**Problem to work on**. Exactly as written, transcribe the lines that run from the one containing "of the crusty" to the end of the records below.

--- --- ---

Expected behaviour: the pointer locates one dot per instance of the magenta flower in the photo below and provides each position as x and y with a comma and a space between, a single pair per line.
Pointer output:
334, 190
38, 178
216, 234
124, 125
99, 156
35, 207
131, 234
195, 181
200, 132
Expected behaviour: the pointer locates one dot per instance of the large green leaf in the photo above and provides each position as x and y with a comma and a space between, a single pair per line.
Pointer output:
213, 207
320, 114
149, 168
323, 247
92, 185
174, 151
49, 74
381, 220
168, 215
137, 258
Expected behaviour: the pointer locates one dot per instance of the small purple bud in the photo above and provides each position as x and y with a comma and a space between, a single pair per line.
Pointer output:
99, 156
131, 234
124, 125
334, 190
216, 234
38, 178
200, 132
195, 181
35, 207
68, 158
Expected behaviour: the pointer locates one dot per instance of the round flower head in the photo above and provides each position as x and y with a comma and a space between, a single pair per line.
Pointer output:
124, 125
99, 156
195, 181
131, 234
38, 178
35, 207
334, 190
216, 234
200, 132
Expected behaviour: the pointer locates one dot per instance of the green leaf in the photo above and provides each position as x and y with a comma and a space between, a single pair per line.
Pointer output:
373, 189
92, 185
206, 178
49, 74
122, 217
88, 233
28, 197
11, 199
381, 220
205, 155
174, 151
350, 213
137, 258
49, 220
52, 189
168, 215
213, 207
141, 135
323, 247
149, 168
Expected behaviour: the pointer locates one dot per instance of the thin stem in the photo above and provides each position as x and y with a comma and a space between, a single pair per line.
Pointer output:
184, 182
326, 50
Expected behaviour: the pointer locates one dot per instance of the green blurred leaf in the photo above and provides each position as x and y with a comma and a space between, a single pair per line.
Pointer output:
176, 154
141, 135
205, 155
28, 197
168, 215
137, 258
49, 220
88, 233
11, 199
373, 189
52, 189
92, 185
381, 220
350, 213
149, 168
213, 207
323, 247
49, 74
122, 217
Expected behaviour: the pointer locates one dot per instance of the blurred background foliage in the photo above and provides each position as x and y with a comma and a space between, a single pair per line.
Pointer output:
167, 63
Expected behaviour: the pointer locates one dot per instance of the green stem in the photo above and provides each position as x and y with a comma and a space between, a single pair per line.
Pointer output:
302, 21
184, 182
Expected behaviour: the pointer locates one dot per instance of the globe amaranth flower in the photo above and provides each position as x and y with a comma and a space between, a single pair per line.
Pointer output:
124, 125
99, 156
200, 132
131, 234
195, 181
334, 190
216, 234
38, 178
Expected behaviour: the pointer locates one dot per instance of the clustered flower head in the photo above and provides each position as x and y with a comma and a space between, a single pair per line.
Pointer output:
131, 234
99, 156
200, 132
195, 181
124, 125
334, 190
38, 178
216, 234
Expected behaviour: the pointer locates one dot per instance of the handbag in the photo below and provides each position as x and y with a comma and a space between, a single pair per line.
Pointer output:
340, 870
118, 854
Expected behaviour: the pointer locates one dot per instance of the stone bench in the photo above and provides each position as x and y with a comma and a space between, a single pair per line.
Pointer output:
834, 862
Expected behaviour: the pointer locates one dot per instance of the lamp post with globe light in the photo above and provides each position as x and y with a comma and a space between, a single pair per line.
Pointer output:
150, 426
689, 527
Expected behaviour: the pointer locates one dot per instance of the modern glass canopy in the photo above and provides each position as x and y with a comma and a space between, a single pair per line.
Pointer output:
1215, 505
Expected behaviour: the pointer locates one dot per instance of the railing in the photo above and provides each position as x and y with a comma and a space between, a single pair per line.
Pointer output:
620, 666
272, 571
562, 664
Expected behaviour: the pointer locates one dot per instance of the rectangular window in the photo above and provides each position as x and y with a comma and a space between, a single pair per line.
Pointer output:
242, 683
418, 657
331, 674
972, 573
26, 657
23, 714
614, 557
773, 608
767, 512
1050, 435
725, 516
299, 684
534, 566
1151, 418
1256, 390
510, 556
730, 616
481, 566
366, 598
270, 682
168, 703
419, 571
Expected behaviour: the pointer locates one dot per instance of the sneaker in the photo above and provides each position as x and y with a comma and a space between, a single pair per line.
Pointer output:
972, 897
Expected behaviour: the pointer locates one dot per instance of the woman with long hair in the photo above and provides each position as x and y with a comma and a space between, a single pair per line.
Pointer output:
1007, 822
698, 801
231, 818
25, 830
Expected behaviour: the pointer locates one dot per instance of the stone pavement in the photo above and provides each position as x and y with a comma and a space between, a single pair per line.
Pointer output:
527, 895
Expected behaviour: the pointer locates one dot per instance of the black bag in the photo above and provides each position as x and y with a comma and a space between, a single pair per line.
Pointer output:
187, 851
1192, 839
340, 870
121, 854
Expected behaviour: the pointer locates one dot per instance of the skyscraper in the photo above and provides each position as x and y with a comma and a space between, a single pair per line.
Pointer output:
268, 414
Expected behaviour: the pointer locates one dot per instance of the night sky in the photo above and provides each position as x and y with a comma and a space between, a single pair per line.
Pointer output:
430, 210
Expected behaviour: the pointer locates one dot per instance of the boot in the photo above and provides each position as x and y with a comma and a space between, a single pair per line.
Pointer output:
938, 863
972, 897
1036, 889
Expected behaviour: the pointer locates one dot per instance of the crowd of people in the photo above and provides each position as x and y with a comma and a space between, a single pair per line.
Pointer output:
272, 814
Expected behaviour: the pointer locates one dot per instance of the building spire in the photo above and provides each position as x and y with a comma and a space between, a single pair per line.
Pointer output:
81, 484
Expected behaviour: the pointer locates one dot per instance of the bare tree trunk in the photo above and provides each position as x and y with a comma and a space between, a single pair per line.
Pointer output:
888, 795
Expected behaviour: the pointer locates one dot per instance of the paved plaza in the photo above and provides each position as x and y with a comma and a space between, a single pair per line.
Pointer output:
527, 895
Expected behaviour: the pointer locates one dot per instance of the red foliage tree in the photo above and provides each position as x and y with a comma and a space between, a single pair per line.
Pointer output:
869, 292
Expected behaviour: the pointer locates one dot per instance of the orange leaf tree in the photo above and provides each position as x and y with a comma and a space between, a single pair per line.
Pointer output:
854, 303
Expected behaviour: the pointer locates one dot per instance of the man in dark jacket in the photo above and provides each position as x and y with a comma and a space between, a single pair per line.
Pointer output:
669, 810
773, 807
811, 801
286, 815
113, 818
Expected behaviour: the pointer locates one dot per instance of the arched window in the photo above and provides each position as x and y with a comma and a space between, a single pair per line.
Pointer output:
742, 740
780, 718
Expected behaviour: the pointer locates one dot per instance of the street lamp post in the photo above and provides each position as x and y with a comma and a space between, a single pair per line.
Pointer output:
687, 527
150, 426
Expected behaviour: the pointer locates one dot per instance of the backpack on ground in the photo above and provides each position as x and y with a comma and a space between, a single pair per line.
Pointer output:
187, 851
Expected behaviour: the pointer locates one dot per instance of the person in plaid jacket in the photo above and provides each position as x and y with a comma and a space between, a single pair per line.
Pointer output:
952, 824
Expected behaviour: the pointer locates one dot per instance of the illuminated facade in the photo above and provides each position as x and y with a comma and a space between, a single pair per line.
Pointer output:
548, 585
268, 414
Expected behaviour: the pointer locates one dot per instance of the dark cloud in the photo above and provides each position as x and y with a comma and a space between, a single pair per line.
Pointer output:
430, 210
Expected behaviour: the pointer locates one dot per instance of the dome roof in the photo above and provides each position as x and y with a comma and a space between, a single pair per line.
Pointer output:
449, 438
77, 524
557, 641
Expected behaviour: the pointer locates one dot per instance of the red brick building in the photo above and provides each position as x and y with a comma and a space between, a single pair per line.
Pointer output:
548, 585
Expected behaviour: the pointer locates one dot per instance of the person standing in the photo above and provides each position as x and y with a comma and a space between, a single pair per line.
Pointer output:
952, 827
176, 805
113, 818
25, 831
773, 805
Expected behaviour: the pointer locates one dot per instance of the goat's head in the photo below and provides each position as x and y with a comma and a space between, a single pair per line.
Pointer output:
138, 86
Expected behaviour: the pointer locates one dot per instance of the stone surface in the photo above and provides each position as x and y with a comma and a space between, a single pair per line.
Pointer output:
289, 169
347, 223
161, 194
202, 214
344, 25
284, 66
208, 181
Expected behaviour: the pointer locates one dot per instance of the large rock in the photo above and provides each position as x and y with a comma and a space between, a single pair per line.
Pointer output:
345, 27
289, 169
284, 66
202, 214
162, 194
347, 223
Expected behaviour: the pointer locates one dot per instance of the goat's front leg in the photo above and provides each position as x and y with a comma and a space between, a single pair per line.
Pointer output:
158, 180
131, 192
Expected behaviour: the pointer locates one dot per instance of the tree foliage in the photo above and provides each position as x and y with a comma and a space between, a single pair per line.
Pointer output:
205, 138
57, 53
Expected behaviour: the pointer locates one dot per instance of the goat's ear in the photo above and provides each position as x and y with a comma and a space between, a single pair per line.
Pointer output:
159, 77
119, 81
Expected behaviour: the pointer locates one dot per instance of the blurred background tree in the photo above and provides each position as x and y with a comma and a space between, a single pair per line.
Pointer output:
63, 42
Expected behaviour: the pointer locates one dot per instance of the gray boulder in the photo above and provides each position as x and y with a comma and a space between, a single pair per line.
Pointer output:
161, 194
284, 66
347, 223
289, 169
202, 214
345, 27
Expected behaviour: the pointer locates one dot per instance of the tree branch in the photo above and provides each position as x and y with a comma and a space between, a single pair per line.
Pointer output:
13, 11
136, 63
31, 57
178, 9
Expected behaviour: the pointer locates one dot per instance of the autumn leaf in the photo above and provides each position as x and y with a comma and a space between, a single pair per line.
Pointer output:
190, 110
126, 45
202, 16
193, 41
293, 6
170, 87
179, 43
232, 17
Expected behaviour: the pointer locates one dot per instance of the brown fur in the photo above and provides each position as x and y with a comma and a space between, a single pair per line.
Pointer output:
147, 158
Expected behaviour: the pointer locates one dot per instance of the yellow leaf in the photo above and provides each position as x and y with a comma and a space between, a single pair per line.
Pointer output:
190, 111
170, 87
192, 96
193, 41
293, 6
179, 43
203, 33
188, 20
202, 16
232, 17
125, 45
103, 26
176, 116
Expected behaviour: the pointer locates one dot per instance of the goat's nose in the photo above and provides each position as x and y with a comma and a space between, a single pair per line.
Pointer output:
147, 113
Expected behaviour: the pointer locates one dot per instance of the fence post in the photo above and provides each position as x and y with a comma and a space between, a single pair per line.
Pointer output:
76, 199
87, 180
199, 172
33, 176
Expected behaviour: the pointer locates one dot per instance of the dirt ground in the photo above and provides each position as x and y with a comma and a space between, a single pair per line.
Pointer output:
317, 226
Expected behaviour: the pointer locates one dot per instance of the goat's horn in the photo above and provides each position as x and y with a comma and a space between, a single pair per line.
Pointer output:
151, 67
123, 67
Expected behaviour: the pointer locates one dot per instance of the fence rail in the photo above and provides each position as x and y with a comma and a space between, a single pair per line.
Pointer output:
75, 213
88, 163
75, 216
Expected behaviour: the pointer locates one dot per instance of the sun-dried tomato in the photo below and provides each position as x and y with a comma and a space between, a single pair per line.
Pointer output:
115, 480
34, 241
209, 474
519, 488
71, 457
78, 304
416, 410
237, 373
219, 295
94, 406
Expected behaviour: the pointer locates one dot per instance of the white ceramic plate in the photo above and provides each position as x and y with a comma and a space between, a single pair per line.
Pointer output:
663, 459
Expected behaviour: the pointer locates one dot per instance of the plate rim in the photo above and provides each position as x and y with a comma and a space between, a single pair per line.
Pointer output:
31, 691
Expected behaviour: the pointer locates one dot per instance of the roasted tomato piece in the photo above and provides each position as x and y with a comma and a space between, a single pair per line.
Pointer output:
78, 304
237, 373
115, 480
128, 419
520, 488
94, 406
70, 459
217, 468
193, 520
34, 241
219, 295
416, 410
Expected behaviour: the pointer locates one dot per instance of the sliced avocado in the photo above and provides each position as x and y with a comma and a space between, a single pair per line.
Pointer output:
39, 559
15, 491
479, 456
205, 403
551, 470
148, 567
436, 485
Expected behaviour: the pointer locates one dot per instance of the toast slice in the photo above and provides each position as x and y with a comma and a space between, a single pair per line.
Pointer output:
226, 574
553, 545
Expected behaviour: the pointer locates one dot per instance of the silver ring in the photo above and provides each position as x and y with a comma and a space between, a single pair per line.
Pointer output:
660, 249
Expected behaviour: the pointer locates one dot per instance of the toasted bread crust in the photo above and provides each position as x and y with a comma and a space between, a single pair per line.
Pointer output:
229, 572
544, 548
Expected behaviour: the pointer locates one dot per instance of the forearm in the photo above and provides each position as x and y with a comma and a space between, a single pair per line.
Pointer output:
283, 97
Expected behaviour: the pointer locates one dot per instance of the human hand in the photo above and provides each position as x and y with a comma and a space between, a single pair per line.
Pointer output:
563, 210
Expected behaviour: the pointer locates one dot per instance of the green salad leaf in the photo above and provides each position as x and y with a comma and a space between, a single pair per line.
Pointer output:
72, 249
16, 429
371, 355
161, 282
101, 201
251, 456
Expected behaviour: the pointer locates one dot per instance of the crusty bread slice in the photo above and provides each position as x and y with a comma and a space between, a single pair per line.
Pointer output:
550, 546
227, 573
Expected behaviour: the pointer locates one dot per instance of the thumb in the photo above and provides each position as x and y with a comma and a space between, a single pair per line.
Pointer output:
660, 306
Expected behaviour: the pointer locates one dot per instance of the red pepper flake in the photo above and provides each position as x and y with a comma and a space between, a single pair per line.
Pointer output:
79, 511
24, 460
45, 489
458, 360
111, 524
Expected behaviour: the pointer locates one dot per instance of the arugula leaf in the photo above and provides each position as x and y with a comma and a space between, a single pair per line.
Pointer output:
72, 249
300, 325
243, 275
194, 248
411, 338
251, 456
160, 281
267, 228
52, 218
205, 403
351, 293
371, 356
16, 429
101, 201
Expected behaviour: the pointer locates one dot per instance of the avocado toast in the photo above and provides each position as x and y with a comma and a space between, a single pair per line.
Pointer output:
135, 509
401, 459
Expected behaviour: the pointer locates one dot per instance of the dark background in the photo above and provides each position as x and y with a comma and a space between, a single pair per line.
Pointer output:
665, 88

--- --- ---

**Task output**.
Expected behaviour: the pointer locates one dot per instance of the crusty bread slice in the photo above and provides each position as x and y with a comma and a space between, a single pair per line.
Pointer output:
550, 546
227, 573
Expected behaviour: the pointer locates one dot per instance of the thumb in the photo above and provides each position as x and y with a comma and a space between, a single pair per line.
Pointer output:
660, 306
Expected behaviour: the pointer locates one dot per instance of the red pepper flake in the photo above and provides each position as x and y with a comma and a space between, a single pair per line.
Pointer output:
79, 511
24, 460
45, 489
458, 360
111, 524
Expected behaviour: the pointer locates one dot per instance of the arugula leaf in the photo above and provides each position as x and y with a comma and a space between, a single pair per line.
Pointer output:
72, 249
300, 325
243, 275
194, 248
411, 338
251, 456
160, 281
267, 228
52, 218
205, 403
351, 293
371, 356
16, 429
101, 201
Expected behaviour: the pointer locates one dot per instance of the avocado toast in the photo above and provides each position as x and y with a comma and a space between, a single pair per line.
Pointer output:
135, 509
401, 459
Expected behaviour: the pointer locates one dot per instance of the dark background in the photo above and provides each position as x and y with a comma and a space between, a single pair per line.
Pointer output:
665, 88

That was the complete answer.